Stored items:
◆ ◆ ◆ ◆ ◆

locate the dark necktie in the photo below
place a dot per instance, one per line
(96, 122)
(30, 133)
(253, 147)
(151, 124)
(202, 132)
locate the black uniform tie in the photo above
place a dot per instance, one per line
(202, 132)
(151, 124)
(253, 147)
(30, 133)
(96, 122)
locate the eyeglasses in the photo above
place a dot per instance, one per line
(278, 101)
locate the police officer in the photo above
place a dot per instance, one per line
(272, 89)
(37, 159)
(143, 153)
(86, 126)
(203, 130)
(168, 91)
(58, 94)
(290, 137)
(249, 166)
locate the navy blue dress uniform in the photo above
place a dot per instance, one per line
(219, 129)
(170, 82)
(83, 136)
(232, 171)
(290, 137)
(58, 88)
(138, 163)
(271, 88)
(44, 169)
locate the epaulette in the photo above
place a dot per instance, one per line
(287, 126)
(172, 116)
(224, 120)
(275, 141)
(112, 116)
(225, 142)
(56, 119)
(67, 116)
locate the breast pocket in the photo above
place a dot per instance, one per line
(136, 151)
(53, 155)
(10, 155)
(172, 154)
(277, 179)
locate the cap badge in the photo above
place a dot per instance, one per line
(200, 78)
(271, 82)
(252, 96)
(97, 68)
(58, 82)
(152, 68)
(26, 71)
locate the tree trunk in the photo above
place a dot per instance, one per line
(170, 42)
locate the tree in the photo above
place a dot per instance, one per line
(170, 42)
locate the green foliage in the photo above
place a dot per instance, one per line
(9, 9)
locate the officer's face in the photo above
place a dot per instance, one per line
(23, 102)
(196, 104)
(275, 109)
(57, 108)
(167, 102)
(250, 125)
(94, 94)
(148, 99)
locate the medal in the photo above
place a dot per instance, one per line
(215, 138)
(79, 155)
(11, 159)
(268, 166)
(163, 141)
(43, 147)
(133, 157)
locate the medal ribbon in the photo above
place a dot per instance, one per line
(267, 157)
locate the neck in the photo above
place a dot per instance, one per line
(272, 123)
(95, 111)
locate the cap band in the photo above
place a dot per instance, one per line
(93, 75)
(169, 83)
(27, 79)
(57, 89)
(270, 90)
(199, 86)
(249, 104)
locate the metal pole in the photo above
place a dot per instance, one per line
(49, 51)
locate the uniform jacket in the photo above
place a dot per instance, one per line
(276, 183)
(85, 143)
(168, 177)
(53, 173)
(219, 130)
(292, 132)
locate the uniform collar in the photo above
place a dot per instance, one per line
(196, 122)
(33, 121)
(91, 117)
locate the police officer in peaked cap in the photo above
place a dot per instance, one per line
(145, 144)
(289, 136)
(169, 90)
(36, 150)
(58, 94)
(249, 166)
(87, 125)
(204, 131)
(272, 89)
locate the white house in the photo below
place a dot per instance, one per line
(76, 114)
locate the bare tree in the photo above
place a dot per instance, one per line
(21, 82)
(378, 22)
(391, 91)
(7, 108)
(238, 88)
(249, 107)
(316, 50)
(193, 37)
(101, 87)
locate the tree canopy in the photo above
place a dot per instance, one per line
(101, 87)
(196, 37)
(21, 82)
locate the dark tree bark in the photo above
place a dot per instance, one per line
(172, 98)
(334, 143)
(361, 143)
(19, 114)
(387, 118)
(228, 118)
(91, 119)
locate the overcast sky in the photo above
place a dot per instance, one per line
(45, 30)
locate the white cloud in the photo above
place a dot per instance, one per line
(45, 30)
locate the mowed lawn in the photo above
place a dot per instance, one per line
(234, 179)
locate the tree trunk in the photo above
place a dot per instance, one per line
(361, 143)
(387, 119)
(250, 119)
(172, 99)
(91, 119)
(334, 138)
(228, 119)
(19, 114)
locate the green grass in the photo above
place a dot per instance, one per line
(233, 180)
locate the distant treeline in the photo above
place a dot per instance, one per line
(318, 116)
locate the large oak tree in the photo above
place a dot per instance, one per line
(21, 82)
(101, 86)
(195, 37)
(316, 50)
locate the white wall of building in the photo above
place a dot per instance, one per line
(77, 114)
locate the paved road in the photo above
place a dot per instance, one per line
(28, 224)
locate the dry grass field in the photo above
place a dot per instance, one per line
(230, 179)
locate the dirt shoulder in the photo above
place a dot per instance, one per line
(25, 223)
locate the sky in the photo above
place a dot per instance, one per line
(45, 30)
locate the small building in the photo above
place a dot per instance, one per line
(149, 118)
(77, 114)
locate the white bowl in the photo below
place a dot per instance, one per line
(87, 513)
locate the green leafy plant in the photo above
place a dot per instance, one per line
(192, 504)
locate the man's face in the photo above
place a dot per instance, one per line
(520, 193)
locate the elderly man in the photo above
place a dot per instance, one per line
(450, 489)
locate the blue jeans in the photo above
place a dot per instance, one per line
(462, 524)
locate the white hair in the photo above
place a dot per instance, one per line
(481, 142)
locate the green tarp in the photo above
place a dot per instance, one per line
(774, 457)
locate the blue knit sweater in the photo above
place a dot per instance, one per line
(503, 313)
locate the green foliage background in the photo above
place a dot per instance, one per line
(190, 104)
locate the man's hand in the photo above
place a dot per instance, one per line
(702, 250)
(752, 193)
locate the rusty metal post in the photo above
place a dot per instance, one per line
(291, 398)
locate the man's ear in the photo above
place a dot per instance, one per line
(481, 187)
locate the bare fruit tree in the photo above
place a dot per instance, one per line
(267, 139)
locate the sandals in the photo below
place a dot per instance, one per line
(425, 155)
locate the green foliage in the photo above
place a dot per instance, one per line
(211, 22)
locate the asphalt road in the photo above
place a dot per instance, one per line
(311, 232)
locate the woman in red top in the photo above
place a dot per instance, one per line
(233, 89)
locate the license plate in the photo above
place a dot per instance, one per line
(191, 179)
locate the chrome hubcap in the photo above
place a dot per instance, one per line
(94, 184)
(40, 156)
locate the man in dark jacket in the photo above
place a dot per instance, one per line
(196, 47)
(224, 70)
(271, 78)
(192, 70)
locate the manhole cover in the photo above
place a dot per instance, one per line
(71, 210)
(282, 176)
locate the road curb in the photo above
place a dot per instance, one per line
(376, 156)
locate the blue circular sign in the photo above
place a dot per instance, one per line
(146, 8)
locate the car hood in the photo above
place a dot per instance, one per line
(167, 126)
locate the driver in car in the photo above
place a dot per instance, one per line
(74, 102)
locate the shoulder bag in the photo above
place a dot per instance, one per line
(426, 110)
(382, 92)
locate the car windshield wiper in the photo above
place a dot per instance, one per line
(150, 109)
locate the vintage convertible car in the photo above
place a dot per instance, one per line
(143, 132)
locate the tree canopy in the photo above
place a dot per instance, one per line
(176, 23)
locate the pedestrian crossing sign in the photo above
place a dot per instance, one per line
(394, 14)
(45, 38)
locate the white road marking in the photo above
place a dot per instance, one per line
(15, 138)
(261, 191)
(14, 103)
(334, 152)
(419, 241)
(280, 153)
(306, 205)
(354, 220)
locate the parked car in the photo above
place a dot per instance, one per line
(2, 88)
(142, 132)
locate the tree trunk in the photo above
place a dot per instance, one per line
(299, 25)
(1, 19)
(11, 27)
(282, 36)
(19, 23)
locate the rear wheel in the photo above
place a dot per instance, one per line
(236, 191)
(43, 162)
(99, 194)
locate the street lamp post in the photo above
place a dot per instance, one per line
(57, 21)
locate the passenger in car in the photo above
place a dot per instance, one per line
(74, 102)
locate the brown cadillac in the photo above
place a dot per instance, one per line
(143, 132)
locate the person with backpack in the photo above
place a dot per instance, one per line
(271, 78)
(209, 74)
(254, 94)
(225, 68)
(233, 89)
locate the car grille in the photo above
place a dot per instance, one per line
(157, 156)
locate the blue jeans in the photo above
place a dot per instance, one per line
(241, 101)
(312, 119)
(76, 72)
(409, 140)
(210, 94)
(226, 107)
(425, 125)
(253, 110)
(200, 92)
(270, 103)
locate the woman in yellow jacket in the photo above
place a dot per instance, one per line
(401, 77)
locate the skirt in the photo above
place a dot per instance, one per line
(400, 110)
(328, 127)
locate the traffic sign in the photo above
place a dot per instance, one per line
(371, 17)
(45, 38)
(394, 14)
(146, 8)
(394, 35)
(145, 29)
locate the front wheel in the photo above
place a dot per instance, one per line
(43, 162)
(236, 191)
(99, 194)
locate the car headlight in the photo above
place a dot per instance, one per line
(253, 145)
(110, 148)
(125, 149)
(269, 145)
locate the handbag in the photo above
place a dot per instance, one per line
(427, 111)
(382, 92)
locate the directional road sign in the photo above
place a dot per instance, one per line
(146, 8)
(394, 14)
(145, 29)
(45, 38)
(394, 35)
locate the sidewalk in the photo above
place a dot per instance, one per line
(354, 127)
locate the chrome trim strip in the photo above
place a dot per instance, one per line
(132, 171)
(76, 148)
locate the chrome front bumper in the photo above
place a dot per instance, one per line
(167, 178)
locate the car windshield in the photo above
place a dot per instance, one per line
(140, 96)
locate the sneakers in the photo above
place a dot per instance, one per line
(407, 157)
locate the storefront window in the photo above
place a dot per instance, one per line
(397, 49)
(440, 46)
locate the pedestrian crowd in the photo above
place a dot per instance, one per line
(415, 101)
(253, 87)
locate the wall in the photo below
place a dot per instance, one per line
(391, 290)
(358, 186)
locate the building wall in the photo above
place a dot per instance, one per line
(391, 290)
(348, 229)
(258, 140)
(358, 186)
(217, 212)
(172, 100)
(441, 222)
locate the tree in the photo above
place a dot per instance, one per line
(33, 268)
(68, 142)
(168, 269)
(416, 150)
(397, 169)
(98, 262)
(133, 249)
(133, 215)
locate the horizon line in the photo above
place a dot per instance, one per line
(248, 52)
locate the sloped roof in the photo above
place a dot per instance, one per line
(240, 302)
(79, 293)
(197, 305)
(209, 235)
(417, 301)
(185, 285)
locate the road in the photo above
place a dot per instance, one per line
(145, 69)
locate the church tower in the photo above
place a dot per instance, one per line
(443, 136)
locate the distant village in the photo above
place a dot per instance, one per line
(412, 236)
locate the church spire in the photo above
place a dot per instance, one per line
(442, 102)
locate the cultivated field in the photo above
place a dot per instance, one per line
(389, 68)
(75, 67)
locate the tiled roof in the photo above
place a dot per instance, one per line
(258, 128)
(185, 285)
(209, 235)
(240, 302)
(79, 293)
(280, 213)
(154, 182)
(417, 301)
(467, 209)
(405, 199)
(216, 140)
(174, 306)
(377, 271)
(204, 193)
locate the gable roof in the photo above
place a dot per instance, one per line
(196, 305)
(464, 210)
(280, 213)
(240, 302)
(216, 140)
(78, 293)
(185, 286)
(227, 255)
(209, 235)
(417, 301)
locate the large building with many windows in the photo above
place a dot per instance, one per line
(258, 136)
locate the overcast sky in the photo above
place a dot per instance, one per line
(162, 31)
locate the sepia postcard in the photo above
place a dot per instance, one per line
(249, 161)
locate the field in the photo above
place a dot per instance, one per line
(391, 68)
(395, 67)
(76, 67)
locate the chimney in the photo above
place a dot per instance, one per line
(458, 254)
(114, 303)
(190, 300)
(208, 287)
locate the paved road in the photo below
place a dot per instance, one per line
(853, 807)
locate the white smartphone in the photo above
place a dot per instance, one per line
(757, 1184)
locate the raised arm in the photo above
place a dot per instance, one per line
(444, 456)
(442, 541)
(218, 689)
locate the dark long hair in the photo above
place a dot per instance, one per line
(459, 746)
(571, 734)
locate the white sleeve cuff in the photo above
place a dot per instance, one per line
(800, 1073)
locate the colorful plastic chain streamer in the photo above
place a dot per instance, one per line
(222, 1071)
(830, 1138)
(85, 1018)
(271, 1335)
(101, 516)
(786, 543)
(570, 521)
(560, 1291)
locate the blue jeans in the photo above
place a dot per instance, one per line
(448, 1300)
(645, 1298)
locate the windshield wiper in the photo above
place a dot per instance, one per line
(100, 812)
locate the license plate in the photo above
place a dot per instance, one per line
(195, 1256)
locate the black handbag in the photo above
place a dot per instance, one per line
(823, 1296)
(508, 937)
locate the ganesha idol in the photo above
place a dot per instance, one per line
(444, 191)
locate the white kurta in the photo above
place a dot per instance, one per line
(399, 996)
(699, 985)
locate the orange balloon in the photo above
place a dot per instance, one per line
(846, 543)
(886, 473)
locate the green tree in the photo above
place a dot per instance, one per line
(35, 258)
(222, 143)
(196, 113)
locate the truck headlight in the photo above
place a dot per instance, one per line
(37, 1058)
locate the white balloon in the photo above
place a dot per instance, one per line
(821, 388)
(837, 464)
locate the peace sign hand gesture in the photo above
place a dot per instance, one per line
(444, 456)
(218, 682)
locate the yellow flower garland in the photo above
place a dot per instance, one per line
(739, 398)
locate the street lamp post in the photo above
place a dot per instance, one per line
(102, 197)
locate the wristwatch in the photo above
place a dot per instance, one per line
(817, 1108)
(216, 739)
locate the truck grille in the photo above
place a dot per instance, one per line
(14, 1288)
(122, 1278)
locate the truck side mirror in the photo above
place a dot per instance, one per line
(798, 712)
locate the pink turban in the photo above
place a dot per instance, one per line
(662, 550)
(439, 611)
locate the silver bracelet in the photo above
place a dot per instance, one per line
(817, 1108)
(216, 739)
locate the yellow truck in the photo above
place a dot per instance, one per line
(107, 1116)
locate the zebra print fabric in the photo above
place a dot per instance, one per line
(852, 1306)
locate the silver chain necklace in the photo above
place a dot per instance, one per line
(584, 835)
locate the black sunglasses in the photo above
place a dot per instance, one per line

◆ ◆ ◆ ◆ ◆

### Problem to work on
Report the number of lines in the records that hold "woman" and write no other words.

### Finished task
2